> DATA RECORDS
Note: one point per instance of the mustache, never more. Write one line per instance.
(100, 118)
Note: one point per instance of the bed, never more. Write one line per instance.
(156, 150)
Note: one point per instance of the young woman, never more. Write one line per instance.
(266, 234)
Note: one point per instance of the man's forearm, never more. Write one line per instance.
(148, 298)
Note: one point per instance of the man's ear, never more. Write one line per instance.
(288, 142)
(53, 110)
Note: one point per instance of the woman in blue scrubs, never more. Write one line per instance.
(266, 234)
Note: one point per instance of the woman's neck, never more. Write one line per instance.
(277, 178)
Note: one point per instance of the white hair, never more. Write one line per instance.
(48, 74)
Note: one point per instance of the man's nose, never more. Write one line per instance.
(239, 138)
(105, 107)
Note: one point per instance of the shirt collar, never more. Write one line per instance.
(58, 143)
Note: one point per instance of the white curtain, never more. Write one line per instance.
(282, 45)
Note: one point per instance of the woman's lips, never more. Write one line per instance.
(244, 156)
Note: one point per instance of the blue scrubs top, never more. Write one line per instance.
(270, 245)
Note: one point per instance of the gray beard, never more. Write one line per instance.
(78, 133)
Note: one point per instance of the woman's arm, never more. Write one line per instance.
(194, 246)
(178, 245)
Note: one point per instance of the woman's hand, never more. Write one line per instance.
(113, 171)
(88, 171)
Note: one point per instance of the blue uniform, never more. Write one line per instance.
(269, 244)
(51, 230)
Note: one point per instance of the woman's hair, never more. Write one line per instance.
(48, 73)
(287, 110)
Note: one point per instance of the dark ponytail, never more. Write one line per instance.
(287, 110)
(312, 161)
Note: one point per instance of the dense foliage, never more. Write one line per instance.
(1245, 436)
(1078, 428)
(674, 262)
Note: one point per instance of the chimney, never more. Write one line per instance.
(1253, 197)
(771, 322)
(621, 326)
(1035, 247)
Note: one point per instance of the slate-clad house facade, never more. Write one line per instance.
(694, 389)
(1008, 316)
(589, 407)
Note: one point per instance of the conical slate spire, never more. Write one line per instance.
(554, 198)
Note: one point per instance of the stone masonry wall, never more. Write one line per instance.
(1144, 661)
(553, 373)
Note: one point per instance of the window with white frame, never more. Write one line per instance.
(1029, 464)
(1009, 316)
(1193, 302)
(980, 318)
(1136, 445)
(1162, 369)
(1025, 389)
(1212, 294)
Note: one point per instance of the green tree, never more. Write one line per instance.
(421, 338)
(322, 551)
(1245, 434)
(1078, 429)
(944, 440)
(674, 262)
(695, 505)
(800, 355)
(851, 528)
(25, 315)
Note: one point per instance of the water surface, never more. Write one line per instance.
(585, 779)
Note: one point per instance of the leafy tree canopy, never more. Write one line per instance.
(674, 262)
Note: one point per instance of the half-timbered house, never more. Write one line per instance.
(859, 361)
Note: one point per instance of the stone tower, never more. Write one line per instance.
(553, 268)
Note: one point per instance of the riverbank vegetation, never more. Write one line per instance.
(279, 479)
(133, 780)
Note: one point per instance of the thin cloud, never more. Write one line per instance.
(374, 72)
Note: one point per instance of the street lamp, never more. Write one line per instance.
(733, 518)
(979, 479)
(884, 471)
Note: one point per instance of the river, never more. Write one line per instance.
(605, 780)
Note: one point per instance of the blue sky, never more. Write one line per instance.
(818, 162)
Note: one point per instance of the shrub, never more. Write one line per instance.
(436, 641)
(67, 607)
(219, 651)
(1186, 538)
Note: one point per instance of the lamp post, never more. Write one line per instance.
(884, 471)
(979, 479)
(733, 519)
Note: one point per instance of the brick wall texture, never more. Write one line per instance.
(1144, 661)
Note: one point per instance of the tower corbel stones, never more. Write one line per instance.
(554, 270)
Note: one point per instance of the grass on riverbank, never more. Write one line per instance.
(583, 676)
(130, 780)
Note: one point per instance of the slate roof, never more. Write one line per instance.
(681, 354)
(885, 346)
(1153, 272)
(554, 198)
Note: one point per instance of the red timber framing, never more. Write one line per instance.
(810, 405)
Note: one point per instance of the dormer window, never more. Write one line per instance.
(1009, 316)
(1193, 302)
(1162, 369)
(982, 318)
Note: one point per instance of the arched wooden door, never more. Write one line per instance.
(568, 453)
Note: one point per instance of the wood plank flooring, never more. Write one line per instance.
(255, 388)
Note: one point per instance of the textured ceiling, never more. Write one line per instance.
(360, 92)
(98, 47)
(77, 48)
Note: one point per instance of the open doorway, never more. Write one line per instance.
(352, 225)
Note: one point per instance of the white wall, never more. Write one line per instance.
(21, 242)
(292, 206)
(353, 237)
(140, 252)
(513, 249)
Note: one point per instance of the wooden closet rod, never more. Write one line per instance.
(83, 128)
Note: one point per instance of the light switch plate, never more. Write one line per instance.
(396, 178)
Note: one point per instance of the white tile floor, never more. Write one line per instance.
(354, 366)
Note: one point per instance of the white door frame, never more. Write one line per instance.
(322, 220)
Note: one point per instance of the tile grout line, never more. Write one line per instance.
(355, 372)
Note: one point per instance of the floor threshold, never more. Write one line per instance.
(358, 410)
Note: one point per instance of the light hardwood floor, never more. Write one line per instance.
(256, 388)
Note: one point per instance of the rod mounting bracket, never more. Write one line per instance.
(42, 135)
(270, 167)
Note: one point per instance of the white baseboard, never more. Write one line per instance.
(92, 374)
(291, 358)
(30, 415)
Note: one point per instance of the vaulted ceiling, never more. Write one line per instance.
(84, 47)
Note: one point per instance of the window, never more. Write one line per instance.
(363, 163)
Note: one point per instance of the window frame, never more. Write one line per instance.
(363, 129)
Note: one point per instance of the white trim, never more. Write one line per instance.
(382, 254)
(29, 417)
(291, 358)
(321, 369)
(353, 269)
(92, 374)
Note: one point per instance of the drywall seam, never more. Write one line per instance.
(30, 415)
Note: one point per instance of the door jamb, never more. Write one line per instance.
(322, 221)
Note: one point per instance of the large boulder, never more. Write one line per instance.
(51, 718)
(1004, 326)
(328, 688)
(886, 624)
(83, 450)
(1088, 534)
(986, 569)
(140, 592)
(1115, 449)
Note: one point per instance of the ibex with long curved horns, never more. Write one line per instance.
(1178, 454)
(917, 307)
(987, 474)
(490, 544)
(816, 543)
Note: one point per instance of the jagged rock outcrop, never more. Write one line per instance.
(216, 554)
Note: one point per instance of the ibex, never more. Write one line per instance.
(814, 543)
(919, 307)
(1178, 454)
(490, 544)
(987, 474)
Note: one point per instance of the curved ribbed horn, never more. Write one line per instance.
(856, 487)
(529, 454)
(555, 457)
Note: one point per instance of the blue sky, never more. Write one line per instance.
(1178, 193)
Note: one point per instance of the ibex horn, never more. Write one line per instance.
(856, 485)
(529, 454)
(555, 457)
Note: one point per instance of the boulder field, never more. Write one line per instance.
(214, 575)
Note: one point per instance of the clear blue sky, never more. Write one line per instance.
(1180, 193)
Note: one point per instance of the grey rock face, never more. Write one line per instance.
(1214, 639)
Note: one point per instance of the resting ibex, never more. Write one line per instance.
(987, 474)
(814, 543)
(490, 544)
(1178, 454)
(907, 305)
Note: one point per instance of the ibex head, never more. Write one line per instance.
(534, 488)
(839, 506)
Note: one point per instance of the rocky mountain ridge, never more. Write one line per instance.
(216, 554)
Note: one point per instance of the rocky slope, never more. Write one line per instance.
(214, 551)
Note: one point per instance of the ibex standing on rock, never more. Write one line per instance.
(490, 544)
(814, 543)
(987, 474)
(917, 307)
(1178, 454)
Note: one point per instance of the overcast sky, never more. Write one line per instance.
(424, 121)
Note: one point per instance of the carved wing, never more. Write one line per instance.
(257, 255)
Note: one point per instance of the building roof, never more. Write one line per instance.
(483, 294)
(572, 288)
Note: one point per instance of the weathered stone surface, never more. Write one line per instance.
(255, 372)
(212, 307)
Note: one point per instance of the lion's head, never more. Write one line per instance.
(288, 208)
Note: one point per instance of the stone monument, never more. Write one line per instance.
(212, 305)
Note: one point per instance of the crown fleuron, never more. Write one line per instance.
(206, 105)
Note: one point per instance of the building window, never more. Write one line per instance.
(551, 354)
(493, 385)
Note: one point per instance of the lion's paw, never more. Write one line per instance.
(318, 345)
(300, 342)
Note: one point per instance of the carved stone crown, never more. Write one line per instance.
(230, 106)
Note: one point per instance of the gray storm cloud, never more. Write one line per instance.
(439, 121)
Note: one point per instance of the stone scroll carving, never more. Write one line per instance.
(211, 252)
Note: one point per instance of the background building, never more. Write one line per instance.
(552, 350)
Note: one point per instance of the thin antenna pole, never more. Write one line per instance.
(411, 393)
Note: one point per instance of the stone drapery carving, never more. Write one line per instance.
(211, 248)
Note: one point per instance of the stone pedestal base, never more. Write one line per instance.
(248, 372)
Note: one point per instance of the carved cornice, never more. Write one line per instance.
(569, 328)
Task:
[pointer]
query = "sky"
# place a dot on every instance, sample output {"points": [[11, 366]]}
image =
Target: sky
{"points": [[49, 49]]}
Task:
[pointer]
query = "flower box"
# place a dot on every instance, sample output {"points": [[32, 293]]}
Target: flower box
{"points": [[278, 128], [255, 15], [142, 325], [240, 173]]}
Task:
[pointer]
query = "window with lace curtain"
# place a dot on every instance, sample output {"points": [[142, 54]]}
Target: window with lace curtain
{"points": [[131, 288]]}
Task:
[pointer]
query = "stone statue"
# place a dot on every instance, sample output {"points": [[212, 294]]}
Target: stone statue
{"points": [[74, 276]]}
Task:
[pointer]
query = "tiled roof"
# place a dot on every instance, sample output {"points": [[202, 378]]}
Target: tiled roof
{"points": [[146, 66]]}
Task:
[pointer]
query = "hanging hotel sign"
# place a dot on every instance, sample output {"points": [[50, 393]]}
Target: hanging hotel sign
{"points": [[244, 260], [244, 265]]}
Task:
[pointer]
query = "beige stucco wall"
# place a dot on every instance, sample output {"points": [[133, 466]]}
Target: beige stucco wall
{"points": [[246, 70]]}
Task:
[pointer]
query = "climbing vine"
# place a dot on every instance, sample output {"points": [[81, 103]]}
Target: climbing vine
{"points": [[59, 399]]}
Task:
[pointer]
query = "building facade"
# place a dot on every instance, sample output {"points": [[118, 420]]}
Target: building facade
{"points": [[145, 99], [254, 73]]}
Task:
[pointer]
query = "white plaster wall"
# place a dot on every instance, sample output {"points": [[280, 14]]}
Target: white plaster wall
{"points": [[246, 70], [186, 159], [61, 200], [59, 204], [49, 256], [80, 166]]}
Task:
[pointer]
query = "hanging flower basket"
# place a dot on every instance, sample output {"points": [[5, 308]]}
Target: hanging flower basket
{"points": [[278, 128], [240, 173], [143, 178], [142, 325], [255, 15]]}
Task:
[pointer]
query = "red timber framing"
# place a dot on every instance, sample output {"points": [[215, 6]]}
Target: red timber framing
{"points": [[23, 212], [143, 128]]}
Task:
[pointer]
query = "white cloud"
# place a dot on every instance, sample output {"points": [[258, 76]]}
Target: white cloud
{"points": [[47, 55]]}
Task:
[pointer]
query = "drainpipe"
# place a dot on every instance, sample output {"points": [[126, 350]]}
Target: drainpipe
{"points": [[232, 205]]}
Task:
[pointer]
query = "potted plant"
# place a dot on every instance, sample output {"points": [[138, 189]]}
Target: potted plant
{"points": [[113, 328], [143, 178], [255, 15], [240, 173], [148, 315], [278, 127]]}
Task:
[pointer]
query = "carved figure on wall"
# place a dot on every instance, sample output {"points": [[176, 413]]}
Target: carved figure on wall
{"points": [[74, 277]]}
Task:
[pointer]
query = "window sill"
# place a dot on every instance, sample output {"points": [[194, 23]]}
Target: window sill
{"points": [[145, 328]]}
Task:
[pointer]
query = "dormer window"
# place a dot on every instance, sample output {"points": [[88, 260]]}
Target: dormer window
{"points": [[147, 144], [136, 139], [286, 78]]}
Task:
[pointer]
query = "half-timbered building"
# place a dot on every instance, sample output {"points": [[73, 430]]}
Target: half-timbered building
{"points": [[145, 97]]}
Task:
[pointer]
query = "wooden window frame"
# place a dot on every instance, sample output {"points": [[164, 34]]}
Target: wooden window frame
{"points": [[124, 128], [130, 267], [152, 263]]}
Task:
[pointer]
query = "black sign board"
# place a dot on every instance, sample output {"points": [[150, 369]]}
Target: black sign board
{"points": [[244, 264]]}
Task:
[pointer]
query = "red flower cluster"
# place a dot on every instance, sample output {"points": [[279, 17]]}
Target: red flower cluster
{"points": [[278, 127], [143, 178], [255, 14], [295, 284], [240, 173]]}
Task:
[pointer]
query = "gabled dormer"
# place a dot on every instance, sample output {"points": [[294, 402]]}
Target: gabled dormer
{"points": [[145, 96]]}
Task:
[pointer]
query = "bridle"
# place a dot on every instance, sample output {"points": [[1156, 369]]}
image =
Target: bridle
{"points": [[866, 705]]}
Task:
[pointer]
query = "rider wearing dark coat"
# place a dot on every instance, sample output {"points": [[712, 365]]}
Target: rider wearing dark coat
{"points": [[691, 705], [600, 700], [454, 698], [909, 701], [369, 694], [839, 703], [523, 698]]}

> INSTRUCTION
Collect every line in the rows above that contains the word "black", and reproduce each such line in full.

> REPLY
query = "black sign board"
Target: black sign board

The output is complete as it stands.